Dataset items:
▼
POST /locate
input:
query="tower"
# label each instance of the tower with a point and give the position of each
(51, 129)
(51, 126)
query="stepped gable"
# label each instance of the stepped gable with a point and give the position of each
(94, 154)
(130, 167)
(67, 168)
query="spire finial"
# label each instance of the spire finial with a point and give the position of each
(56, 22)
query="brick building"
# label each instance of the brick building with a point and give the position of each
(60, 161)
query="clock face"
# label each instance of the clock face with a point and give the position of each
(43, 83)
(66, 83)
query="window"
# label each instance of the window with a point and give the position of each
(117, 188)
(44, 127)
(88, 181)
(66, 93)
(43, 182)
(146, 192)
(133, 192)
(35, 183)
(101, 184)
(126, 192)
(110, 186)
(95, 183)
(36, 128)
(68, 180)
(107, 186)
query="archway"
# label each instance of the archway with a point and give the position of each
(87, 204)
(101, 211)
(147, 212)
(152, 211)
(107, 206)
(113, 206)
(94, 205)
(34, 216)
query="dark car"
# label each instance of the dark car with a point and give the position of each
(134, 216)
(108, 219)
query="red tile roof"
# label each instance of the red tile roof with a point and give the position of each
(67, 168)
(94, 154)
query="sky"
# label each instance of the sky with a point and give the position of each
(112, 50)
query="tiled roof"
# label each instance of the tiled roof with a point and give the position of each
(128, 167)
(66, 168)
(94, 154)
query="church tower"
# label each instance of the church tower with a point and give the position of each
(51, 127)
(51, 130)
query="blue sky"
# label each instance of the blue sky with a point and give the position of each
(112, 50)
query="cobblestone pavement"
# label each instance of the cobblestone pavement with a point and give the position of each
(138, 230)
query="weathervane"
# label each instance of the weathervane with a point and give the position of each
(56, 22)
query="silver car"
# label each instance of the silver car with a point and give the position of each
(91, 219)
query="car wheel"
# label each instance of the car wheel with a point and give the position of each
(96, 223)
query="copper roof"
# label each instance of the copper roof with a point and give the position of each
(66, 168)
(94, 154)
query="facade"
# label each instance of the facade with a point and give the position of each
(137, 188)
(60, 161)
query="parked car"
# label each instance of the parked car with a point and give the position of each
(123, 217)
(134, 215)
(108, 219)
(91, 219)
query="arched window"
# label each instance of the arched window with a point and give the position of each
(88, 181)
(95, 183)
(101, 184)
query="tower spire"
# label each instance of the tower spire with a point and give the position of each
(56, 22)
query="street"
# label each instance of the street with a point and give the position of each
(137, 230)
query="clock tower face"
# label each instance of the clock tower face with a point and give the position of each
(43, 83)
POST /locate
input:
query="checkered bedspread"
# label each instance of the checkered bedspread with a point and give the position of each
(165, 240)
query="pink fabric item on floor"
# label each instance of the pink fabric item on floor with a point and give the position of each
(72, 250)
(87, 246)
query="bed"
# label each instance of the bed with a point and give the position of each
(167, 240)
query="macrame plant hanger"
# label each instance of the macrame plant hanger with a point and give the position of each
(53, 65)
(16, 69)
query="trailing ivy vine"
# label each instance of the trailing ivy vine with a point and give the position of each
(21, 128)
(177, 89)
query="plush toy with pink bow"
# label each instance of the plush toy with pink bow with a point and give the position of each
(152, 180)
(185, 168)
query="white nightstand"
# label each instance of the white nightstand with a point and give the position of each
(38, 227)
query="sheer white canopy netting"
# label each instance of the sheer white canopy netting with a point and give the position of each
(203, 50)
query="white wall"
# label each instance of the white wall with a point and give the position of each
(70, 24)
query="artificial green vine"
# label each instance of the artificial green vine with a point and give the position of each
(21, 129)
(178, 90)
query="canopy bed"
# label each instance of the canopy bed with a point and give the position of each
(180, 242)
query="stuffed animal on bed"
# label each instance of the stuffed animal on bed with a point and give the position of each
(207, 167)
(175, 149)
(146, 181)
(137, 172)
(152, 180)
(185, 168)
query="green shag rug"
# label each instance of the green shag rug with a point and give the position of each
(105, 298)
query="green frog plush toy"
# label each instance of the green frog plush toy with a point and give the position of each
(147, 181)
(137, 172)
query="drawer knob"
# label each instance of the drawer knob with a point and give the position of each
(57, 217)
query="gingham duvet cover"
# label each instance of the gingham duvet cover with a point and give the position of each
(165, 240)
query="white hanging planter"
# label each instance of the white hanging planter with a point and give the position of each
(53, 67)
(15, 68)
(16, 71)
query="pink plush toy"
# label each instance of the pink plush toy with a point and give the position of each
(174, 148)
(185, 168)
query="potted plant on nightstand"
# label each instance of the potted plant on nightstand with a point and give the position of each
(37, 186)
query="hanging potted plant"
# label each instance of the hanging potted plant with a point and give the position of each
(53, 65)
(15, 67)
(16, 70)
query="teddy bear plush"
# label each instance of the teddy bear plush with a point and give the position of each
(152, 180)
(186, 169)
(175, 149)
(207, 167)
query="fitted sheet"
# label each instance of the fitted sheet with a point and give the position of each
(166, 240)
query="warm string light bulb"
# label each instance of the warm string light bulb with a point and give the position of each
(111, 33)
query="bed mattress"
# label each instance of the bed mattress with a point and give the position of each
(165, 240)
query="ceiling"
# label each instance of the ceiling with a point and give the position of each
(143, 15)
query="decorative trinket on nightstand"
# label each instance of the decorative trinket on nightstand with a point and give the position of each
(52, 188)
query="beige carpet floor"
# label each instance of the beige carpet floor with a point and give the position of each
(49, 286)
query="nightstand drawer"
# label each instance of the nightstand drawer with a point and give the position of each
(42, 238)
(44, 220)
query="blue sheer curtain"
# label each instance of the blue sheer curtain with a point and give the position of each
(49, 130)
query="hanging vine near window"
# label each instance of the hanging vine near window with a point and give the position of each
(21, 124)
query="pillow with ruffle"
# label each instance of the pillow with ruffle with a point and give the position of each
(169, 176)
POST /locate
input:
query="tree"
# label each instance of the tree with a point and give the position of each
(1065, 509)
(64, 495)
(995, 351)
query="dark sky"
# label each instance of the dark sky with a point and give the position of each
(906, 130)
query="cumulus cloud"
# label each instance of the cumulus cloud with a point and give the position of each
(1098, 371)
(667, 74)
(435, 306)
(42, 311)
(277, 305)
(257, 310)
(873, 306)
▲
■ DIRECTIONS ■
Would you transcribe the entries above exactly as they appear?

■ ANSWER BOX ■
POST /locate
input:
query="tower"
# label each instance of the tower with a point and give the position of each
(51, 129)
(51, 126)
query="stepped gable"
# label each instance of the stepped gable with a point and give the position of each
(94, 154)
(130, 167)
(67, 168)
query="spire finial"
# label each instance of the spire finial with a point and give the position of each
(56, 22)
query="brick building"
# label each instance of the brick building with a point and give the position of each
(60, 161)
query="clock face"
# label each instance of the clock face with a point and give the position of each
(43, 83)
(66, 83)
query="window"
# label each instance of the window with a point and give the position of each
(117, 188)
(44, 127)
(88, 181)
(66, 93)
(43, 182)
(146, 192)
(133, 192)
(35, 183)
(101, 184)
(126, 192)
(110, 186)
(95, 183)
(36, 128)
(68, 180)
(107, 186)
query="archway"
# label each instance of the archway with a point and give the position of each
(87, 204)
(101, 211)
(147, 212)
(152, 211)
(107, 206)
(113, 206)
(94, 205)
(34, 216)
query="dark car"
# label each instance of the dark car with a point and give the position of each
(134, 216)
(108, 219)
query="red tile roof"
# label each instance of the red tile roof with a point and give the position of each
(67, 168)
(94, 154)
query="sky"
# label each instance of the sky with a point and give the position of each
(112, 50)
query="tiled roof"
# label each instance of the tiled roof with a point and give the position of each
(128, 167)
(66, 168)
(94, 154)
query="church tower"
# label each instance of the church tower with a point and give the position of each
(51, 127)
(51, 130)
query="blue sky"
# label each instance of the blue sky with a point and give the position of each
(112, 50)
query="cobblestone pavement"
# label each instance of the cobblestone pavement with a point and give the position of each
(138, 230)
query="weathervane"
# label each instance of the weathervane with a point and give the position of each
(56, 22)
query="silver car"
# label each instance of the silver car with a point and give the position of each
(91, 219)
query="car wheel"
# label each instance of the car wheel with a point and give the position of each
(96, 223)
query="copper roof"
# label each instance of the copper roof with a point and give the position of each
(66, 168)
(94, 154)
query="facade"
# label each instance of the facade with a point and give the position of each
(137, 188)
(60, 161)
query="parked car"
# label each instance of the parked car with a point and give the position of each
(123, 217)
(134, 215)
(108, 219)
(91, 219)
query="arched window"
# label each instance of the arched window with a point and give the position of each
(88, 181)
(95, 183)
(101, 184)
query="tower spire"
# label each instance of the tower spire with a point and give the position of each
(56, 22)
query="street"
# label each instance of the street with a point and give the position of each
(137, 230)
query="clock tower face"
# label each instance of the clock tower face with a point and give the position of each
(43, 83)
POST /locate
input:
query="checkered bedspread"
# label each instance of the checkered bedspread with a point and give the position of each
(165, 240)
query="pink fabric item on floor"
# label each instance of the pink fabric item on floor with a point and give the position of each
(72, 250)
(87, 246)
query="bed"
# label each instance of the bed with a point and give the position of each
(167, 240)
query="macrame plant hanger"
# label each instance of the macrame plant hanger with a point and give the position of each
(53, 65)
(16, 69)
query="trailing ivy vine"
# label each instance of the trailing ivy vine with a point and give the position of each
(21, 128)
(177, 89)
query="plush toy with pink bow"
# label each instance of the plush toy with pink bow with a point and give the position of each
(152, 180)
(185, 168)
query="white nightstand"
# label each instance of the white nightstand with a point and give the position of each
(38, 227)
query="sheer white canopy netting"
# label each instance of the sheer white canopy netting with a point and give the position of each
(203, 50)
query="white wall"
# label each instance of the white wall with a point and give the position of each
(70, 24)
query="artificial green vine"
# label each instance of the artificial green vine with a point and give the position of each
(21, 129)
(178, 90)
query="canopy bed"
# label each instance of the canopy bed with a point and give the position of each
(180, 242)
query="stuffed animal on bed"
# label each instance of the stuffed animal on bed with a point and give the position of each
(207, 167)
(175, 149)
(146, 181)
(137, 172)
(152, 180)
(185, 168)
query="green shag rug"
# label each instance of the green shag rug with a point and give the position of each
(105, 298)
query="green frog plush toy"
# label each instance of the green frog plush toy with a point and give the position of each
(147, 181)
(137, 172)
query="drawer knob"
# label each instance of the drawer knob with a point and give the position of each
(57, 217)
query="gingham duvet cover"
# label each instance of the gingham duvet cover with a point and give the position of each
(165, 240)
query="white hanging planter"
# label each instance of the white hanging planter with a point and give the position of each
(53, 67)
(15, 68)
(16, 71)
query="pink plush toy"
# label each instance of the pink plush toy with a point and give the position of each
(174, 148)
(185, 168)
query="potted plant on nightstand"
# label each instance of the potted plant on nightstand with a point and give the position of each
(37, 186)
query="hanging potted plant"
# label each instance of the hanging potted plant with a point and give the position of each
(53, 65)
(15, 67)
(16, 70)
query="teddy bear plush"
# label each instance of the teddy bear plush with a point and give the position of each
(152, 180)
(186, 169)
(175, 149)
(207, 167)
query="fitted sheet"
# label each instance of the fitted sheet with a point and give the position of each
(166, 240)
query="warm string light bulb"
# label each instance of the warm string light bulb with a point and give the position of each
(111, 33)
query="bed mattress"
# label each instance of the bed mattress with a point and give the position of each
(165, 240)
query="ceiling"
# label each instance of the ceiling with a point and give the position of each
(143, 15)
query="decorative trinket on nightstand"
# label each instance of the decorative trinket on nightstand with a point and give the position of each
(52, 188)
query="beige carpet floor"
# label each instance of the beige carpet floor with a point and give the position of each
(49, 286)
query="nightstand drawer"
# label each instance of the nightstand drawer with a point and give the position of each
(42, 238)
(44, 220)
query="blue sheer curtain"
# label each instance of the blue sheer curtain with a point and give the position of each
(49, 130)
query="hanging vine near window"
# label each instance of the hanging vine near window with a point and give the position of each
(21, 124)
query="pillow with ruffle"
# label each instance of the pillow with ruffle with a point and give the position of each
(169, 176)
POST /locate
input:
query="tree"
# label each instance of the tree with a point and give the position of each
(1065, 509)
(64, 495)
(995, 351)
query="dark sky"
# label each instance of the dark sky with a point and give the position of each
(906, 130)
query="cumulus cloud"
# label each instance of the cumulus cloud with a point and give the position of each
(1098, 371)
(667, 74)
(435, 306)
(42, 311)
(277, 305)
(257, 310)
(873, 306)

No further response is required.